┌────────

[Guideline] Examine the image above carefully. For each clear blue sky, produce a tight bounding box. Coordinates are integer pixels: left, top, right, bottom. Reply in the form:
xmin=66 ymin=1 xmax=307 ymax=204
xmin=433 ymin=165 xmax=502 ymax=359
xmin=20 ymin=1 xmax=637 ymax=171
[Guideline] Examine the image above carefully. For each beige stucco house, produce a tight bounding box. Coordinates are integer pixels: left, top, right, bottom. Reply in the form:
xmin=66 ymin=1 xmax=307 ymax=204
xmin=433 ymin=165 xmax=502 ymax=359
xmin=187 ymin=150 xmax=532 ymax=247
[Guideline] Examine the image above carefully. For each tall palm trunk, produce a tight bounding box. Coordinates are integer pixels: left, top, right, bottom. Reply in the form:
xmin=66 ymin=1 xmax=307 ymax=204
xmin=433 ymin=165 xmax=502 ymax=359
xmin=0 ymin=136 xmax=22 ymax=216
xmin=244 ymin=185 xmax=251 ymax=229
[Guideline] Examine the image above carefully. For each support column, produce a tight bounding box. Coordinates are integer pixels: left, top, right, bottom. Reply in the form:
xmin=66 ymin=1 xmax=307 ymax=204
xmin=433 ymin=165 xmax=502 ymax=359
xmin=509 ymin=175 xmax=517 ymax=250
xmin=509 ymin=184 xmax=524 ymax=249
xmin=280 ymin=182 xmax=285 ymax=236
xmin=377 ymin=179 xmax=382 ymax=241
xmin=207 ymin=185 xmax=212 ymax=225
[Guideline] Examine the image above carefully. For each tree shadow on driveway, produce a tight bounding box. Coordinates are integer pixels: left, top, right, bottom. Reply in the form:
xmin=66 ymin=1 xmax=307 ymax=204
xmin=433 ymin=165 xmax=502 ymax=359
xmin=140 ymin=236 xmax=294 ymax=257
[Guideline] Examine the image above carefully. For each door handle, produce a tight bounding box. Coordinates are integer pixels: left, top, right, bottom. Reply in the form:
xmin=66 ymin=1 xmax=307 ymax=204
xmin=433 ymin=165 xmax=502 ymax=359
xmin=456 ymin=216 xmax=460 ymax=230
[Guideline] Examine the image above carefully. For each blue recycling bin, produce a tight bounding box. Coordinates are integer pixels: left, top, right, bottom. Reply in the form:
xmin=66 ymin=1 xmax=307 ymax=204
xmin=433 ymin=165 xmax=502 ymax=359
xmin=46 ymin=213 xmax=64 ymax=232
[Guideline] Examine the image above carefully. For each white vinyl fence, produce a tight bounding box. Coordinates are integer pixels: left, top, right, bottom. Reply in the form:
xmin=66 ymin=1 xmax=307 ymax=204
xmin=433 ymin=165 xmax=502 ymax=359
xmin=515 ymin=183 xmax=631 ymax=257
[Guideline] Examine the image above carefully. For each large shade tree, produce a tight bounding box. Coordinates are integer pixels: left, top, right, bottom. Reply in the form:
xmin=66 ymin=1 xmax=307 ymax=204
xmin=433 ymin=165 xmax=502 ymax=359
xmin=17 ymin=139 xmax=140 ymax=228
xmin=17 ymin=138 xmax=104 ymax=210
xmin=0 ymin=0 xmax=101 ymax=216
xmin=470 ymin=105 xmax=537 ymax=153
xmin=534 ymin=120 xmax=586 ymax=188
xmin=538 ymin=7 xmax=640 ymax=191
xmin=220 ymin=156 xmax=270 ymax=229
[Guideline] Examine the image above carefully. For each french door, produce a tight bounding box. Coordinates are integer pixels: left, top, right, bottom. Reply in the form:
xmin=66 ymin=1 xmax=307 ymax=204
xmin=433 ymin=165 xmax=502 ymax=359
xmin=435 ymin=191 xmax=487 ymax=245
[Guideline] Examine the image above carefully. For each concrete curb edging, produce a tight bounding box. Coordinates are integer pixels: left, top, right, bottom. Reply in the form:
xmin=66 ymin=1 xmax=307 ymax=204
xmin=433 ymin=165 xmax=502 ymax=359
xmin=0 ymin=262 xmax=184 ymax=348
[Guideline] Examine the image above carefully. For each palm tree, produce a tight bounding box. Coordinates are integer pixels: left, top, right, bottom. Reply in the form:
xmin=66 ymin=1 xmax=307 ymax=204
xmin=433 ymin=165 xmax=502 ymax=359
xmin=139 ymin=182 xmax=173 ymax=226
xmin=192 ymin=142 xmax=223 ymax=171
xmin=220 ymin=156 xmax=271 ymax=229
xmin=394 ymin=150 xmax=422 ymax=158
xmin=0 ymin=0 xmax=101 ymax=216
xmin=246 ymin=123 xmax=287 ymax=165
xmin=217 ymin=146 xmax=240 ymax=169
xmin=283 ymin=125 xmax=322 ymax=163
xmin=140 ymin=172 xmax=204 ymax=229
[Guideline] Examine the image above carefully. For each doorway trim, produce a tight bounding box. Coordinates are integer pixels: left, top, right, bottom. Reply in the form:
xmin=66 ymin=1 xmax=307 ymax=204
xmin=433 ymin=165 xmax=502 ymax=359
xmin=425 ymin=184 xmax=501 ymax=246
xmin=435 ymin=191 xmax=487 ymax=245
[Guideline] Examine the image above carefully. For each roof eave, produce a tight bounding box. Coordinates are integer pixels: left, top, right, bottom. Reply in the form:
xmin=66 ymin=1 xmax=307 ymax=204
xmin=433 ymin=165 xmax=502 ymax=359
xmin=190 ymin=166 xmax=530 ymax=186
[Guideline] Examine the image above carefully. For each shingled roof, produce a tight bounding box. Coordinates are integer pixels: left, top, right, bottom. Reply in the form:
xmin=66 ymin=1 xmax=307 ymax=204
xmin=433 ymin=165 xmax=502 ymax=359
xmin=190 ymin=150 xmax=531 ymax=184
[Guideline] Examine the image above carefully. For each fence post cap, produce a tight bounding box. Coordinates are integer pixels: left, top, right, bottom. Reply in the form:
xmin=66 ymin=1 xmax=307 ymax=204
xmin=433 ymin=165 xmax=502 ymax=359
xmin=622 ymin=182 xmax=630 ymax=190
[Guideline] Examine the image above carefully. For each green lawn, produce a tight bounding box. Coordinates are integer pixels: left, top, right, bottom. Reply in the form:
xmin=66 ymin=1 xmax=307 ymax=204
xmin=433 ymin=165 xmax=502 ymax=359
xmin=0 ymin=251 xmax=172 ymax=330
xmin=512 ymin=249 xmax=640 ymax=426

└────────

◆ WHAT YOU NEED TO DO: Print out the full listing above, word for word.

◆ RESPONSE:
[Guideline] Examine the image above carefully. For each clear blue sky, produce a tight bounding box. Coordinates are integer pixels: left, top, right, bottom. Reply in the form:
xmin=66 ymin=1 xmax=307 ymax=204
xmin=433 ymin=165 xmax=502 ymax=359
xmin=20 ymin=1 xmax=637 ymax=171
[Guideline] Examine the image above carefully. For each beige stucco house, produce a tight bounding box. Coordinates are integer pixels: left, top, right, bottom. Reply in the form:
xmin=66 ymin=1 xmax=307 ymax=204
xmin=433 ymin=165 xmax=502 ymax=359
xmin=187 ymin=150 xmax=532 ymax=247
[Guideline] Examine the image above carefully. For each tall palm trunk, produce a tight bounding box. Coordinates are integer pixels: left, top, right, bottom. Reply in the form:
xmin=66 ymin=1 xmax=307 ymax=204
xmin=433 ymin=165 xmax=502 ymax=359
xmin=0 ymin=136 xmax=22 ymax=216
xmin=244 ymin=185 xmax=251 ymax=229
[Guideline] Examine the image above carefully. For each support column, produce a tight bounding box. Coordinates are integer pixels: left, top, right, bottom. Reply in the form:
xmin=66 ymin=1 xmax=307 ymax=204
xmin=433 ymin=165 xmax=502 ymax=359
xmin=509 ymin=175 xmax=517 ymax=250
xmin=509 ymin=184 xmax=524 ymax=249
xmin=280 ymin=182 xmax=285 ymax=236
xmin=377 ymin=179 xmax=382 ymax=241
xmin=207 ymin=185 xmax=212 ymax=225
[Guideline] Examine the image above carefully. For each tree shadow on driveway, produce a tight bounding box. Coordinates are integer pixels: left, top, right, bottom. Reply in the form:
xmin=66 ymin=1 xmax=307 ymax=204
xmin=433 ymin=165 xmax=502 ymax=359
xmin=140 ymin=236 xmax=294 ymax=257
[Guideline] Examine the image above carefully. For each door handle, produce a tight bounding box. Coordinates are integer pixels: left, top, right, bottom. Reply in the form:
xmin=66 ymin=1 xmax=307 ymax=204
xmin=433 ymin=165 xmax=502 ymax=359
xmin=456 ymin=216 xmax=460 ymax=230
[Guideline] Examine the image above carefully. For each blue recycling bin, produce a tight bounding box. Coordinates are integer pixels: left, top, right, bottom. Reply in the form:
xmin=66 ymin=1 xmax=307 ymax=204
xmin=433 ymin=165 xmax=502 ymax=359
xmin=46 ymin=213 xmax=64 ymax=232
[Guideline] Examine the image above carefully. For each white vinyl fence, produce a tight bounding box. Coordinates are integer pixels: left, top, right, bottom. Reply in the form:
xmin=66 ymin=1 xmax=307 ymax=204
xmin=433 ymin=165 xmax=502 ymax=359
xmin=515 ymin=183 xmax=631 ymax=257
[Guideline] Examine the image above carefully. For each large shade tree, produce a tight bounding box. Coordinates are integer pixels: left, top, right, bottom. Reply in the form:
xmin=66 ymin=1 xmax=307 ymax=204
xmin=433 ymin=165 xmax=502 ymax=359
xmin=17 ymin=139 xmax=140 ymax=228
xmin=17 ymin=138 xmax=104 ymax=210
xmin=0 ymin=0 xmax=101 ymax=216
xmin=470 ymin=105 xmax=537 ymax=153
xmin=534 ymin=120 xmax=586 ymax=188
xmin=538 ymin=7 xmax=640 ymax=191
xmin=220 ymin=156 xmax=270 ymax=229
[Guideline] Examine the image above carefully. For each french door, produce a tight bounding box. Coordinates are integer pixels: left, top, right, bottom. Reply in the form:
xmin=66 ymin=1 xmax=307 ymax=204
xmin=433 ymin=165 xmax=502 ymax=359
xmin=435 ymin=191 xmax=487 ymax=245
[Guideline] Examine the image above carefully. For each concrete curb edging, produce a tight bounding box. Coordinates are integer pixels: left, top, right, bottom. Reply in the form:
xmin=66 ymin=1 xmax=307 ymax=204
xmin=433 ymin=165 xmax=502 ymax=359
xmin=0 ymin=262 xmax=184 ymax=348
[Guideline] Examine the image above carefully. For each palm tree, produce a tight bounding box. Coordinates are integer pixels: left, top, right, bottom. Reply in the form:
xmin=66 ymin=1 xmax=307 ymax=204
xmin=433 ymin=165 xmax=502 ymax=359
xmin=139 ymin=182 xmax=173 ymax=226
xmin=192 ymin=142 xmax=223 ymax=171
xmin=220 ymin=156 xmax=271 ymax=229
xmin=394 ymin=150 xmax=422 ymax=158
xmin=0 ymin=0 xmax=101 ymax=216
xmin=246 ymin=123 xmax=287 ymax=165
xmin=217 ymin=146 xmax=240 ymax=169
xmin=283 ymin=125 xmax=322 ymax=163
xmin=140 ymin=172 xmax=204 ymax=229
[Guideline] Examine the image above carefully. For each doorway trim, produce a tight bounding box. Coordinates are integer pixels: left, top, right, bottom. Reply in the form:
xmin=66 ymin=1 xmax=307 ymax=204
xmin=433 ymin=165 xmax=502 ymax=359
xmin=425 ymin=184 xmax=501 ymax=246
xmin=435 ymin=191 xmax=487 ymax=245
[Guideline] Examine the image above carefully. For each roof eave, produce a tight bounding box. Coordinates are integer pixels: left, top, right, bottom. Reply in the form:
xmin=66 ymin=1 xmax=307 ymax=204
xmin=433 ymin=165 xmax=502 ymax=359
xmin=190 ymin=166 xmax=530 ymax=186
[Guideline] Examine the image above carefully. For each shingled roof, produce a tight bounding box. Coordinates are integer pixels: left, top, right, bottom. Reply in the form:
xmin=66 ymin=1 xmax=307 ymax=204
xmin=433 ymin=165 xmax=502 ymax=359
xmin=190 ymin=150 xmax=531 ymax=184
[Guideline] Examine the image above carefully. For each fence post cap, produce a tight bounding box. Coordinates are integer pixels: left, top, right, bottom. Reply in the form:
xmin=66 ymin=1 xmax=307 ymax=204
xmin=433 ymin=165 xmax=502 ymax=359
xmin=622 ymin=182 xmax=630 ymax=190
[Guideline] Examine the image above carefully. For each green lawn, produce a tight bounding box. Coordinates are integer pixels: left, top, right, bottom. Reply in the form:
xmin=66 ymin=1 xmax=307 ymax=204
xmin=433 ymin=165 xmax=502 ymax=359
xmin=0 ymin=251 xmax=172 ymax=330
xmin=512 ymin=249 xmax=640 ymax=426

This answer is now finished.